■ **THE EXERCISE**
Count the lines in the entries below that contain the string "vegetation". Reply with the number alone.

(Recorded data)
** START **

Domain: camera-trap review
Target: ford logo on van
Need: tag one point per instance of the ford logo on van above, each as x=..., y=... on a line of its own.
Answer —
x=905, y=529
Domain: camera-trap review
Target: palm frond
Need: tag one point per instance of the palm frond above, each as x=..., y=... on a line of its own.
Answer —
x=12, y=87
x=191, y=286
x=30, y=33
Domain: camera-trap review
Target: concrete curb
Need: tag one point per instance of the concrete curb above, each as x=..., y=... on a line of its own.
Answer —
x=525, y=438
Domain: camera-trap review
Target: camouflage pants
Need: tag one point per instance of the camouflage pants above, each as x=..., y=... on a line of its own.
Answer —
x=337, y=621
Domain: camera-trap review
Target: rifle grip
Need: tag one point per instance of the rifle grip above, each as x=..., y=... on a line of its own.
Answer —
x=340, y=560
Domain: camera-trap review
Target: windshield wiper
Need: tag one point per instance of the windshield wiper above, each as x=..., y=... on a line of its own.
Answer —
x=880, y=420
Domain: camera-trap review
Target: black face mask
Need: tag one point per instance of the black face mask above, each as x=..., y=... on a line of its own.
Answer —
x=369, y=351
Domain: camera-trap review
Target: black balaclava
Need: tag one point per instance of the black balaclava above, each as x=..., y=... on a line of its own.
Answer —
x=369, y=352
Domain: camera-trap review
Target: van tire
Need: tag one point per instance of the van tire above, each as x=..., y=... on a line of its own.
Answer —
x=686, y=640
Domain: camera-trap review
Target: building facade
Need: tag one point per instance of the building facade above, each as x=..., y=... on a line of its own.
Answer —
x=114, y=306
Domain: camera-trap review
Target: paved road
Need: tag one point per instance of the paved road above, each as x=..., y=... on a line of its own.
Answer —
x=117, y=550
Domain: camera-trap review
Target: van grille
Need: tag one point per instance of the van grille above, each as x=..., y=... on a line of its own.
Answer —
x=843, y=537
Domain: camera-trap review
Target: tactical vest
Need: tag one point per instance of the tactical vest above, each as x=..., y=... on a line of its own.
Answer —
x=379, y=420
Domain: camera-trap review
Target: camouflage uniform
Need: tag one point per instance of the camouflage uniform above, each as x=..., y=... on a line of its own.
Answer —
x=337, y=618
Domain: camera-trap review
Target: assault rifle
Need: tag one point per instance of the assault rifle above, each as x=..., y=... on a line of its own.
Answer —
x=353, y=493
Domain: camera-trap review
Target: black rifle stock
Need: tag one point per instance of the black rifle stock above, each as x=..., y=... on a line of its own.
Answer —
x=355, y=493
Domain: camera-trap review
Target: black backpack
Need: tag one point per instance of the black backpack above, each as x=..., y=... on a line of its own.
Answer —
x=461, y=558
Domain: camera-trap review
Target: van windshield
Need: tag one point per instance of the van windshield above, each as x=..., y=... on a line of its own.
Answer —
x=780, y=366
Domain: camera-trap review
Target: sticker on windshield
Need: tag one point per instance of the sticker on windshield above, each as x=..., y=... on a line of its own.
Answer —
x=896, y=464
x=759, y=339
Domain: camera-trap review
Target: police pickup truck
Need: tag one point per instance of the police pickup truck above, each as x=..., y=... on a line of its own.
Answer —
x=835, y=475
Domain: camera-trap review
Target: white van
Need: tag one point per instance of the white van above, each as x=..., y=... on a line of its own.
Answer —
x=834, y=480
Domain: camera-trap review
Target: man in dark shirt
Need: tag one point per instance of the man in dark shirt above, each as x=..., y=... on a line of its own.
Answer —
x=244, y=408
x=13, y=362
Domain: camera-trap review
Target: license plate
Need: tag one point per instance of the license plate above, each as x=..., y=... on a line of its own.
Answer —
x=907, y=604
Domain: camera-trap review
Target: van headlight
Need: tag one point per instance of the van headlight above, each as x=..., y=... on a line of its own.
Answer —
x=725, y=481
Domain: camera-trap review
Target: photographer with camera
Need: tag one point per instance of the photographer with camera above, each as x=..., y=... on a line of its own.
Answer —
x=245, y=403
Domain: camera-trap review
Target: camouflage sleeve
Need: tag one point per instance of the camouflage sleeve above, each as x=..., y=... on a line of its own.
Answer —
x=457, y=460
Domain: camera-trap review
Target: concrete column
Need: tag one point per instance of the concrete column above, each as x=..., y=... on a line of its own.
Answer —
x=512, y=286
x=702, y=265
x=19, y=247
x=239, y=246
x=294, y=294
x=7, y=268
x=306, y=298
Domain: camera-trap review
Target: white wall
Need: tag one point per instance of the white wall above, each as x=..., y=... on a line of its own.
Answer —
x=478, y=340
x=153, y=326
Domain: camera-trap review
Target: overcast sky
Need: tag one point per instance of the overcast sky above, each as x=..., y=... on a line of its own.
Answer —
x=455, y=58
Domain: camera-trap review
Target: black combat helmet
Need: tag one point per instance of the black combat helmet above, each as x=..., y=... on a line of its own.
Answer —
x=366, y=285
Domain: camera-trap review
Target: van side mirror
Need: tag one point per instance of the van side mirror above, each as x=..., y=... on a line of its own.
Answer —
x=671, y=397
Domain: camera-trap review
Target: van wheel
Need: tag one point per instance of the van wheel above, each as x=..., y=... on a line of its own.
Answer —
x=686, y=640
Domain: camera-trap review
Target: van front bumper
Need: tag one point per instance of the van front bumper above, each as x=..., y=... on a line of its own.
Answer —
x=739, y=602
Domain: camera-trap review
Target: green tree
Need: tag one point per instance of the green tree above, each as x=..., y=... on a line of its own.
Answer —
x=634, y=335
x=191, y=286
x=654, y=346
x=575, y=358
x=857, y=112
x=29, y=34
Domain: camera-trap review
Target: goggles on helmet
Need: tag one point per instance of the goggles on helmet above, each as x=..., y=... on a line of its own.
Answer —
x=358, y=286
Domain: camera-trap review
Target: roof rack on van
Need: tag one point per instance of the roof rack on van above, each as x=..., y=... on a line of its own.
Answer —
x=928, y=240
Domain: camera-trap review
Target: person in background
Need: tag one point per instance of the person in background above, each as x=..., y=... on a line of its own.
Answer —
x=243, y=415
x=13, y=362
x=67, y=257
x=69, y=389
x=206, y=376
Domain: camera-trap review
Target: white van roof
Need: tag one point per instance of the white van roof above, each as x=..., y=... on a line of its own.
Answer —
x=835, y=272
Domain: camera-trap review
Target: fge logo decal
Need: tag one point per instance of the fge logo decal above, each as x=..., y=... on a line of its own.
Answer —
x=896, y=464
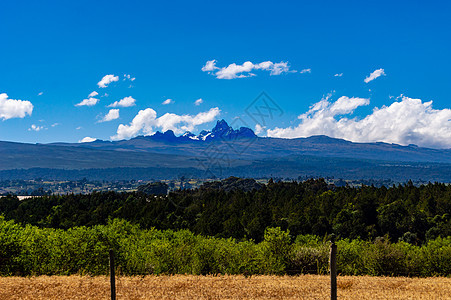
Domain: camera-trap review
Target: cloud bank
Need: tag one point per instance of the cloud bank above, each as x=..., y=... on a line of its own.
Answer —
x=87, y=139
x=88, y=102
x=36, y=128
x=374, y=75
x=10, y=108
x=113, y=114
x=409, y=121
x=233, y=71
x=106, y=80
x=146, y=122
x=124, y=102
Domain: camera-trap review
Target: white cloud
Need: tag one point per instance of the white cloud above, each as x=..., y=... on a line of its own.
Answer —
x=93, y=94
x=146, y=122
x=374, y=75
x=113, y=114
x=10, y=108
x=87, y=140
x=259, y=129
x=210, y=66
x=36, y=128
x=88, y=102
x=241, y=71
x=124, y=102
x=409, y=121
x=106, y=80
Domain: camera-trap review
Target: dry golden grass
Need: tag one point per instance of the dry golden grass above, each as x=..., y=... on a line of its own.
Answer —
x=224, y=287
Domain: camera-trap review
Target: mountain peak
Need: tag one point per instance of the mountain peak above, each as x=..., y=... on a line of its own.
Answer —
x=221, y=128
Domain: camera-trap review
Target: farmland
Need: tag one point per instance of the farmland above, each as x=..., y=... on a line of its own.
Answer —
x=223, y=287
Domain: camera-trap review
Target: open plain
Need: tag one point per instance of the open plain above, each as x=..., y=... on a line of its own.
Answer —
x=223, y=287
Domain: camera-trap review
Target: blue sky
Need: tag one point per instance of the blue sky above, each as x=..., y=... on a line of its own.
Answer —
x=55, y=53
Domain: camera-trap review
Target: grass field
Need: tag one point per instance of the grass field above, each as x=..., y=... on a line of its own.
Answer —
x=224, y=287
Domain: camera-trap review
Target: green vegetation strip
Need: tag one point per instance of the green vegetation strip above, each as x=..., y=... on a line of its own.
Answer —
x=30, y=250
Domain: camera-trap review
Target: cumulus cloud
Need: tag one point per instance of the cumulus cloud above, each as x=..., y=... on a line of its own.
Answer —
x=374, y=75
x=87, y=140
x=36, y=128
x=259, y=129
x=210, y=66
x=106, y=80
x=408, y=121
x=233, y=71
x=124, y=102
x=113, y=114
x=93, y=94
x=10, y=108
x=88, y=102
x=146, y=122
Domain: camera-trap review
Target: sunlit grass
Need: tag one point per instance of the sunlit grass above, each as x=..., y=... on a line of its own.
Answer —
x=223, y=287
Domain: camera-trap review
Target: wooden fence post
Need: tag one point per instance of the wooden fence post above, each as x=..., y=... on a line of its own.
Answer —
x=112, y=276
x=333, y=269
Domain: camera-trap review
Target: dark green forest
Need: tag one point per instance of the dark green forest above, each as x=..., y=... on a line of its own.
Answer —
x=242, y=209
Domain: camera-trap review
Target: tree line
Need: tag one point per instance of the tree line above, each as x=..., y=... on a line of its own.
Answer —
x=403, y=212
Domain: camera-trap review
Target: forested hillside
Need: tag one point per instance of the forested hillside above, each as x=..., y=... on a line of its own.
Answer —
x=403, y=212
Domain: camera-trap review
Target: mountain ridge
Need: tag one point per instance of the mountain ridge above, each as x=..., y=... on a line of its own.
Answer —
x=233, y=150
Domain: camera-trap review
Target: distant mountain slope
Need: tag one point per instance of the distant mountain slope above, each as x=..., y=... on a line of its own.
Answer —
x=225, y=151
x=244, y=144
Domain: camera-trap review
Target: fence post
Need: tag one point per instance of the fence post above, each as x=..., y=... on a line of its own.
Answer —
x=112, y=276
x=333, y=269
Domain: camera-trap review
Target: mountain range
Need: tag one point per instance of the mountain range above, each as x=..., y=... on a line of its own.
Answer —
x=225, y=151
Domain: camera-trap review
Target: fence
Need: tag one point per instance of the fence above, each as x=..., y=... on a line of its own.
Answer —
x=332, y=270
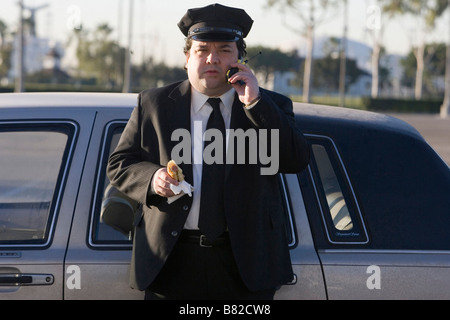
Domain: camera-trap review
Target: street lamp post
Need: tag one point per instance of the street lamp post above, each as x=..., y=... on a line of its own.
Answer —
x=127, y=76
x=19, y=86
x=445, y=109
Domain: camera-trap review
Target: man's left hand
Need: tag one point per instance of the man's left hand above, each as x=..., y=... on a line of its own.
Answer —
x=249, y=91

** END **

■ **ANSWER IN FULL**
2